◆ Excerpt provided ◆
--- start ---

What is factor timing?

Morgan Stanley analysts provided an excellent, thorough explanation of it and examples in their March 8 U.S. Quant Research report titled “Timing is Everything.” Analyst Adam S. Parker, Ph.D. and team define it as “tactically varying exposures to equity cohorts and styles to improve performance,” to put it simply, although it is anything but simple.

In putting together the report, they attempt to forecast relative monthly returns for a month out for 38 popular long equity positions and long/ short spreads. They warn, however, that the models they came up with to highlight the topic of factor timing aren’t viable “as stand-alone strategies, but can aid entry/exit points, particularly in junk, high beta, value and momentum cohorts.”

In making their predictions about what will happen to these stocks in a month, they used a number of predictive variables, like macro factors and the stocks’ recent performances, changes in valuation, returns dispersions within their cohort and others. Among the macro factors they used were interest rates, currency moves and commodity prices.

When factor timing doesn’t work well

The Morgan Stanley team noted several trends through their research and sampling of factor timing. For example, their methods suggested that value stocks that posted strong performance over the last year may not do well in the near term.

factor timing

They also found that zero-yield stocks and those with poor momentum may make attractive targets to move overweight on.

factor timing

Additionally, they found that factor timing appears to point best to when to purchase low quality and high beta stocks but not when buying defensives and other cohorts.

--- end ---

◆ Exercise input ◆
--- start ---

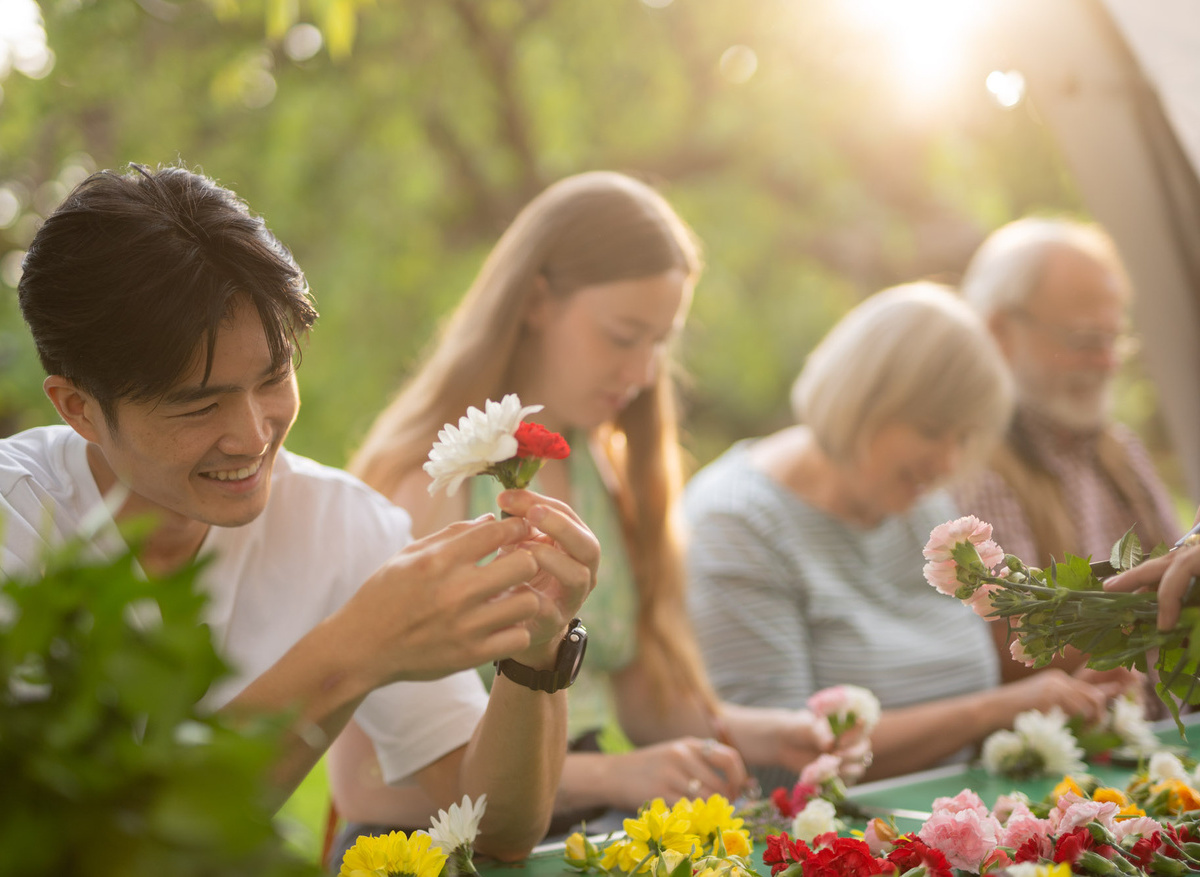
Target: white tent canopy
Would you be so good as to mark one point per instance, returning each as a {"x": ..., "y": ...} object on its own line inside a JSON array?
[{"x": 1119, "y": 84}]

--- end ---
--- start ---

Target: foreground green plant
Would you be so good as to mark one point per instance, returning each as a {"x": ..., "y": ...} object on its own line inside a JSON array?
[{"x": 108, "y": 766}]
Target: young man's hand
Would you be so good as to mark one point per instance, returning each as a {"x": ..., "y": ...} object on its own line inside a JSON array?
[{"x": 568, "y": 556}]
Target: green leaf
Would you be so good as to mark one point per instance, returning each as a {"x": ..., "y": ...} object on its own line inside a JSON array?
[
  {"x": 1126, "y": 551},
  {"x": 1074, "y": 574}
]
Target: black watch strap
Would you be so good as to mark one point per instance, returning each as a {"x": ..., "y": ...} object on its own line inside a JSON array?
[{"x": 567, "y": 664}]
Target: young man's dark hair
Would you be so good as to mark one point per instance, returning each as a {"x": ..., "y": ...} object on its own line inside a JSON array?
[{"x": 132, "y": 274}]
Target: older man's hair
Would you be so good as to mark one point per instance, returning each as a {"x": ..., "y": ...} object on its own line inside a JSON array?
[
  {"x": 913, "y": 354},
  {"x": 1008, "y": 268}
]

--- end ---

◆ Problem set ◆
**a.** Answer these questions using the factor timing excerpt. Mark each answer with the same numeral as its question.
(i) For how many popular long equity positions and long/short spreads did the team try to forecast relative monthly returns?
(ii) Which three macro factors does the excerpt list among those used?
(iii) When does factor timing appear to work best for making purchases?
**b.** Find every line in the records that contains the string "Target". Copy each of those lines. Matching is case-sensitive.

◆ Answers to the exercises ◆
**a.**
(i) 38
(ii) Interest rates, currency moves and commodity prices
(iii) When buying low quality and high beta stocks

**b.**
Target: white tent canopy
Target: foreground green plant
Target: young man's hand
Target: green leaf
Target: black watch strap
Target: young man's dark hair
Target: older man's hair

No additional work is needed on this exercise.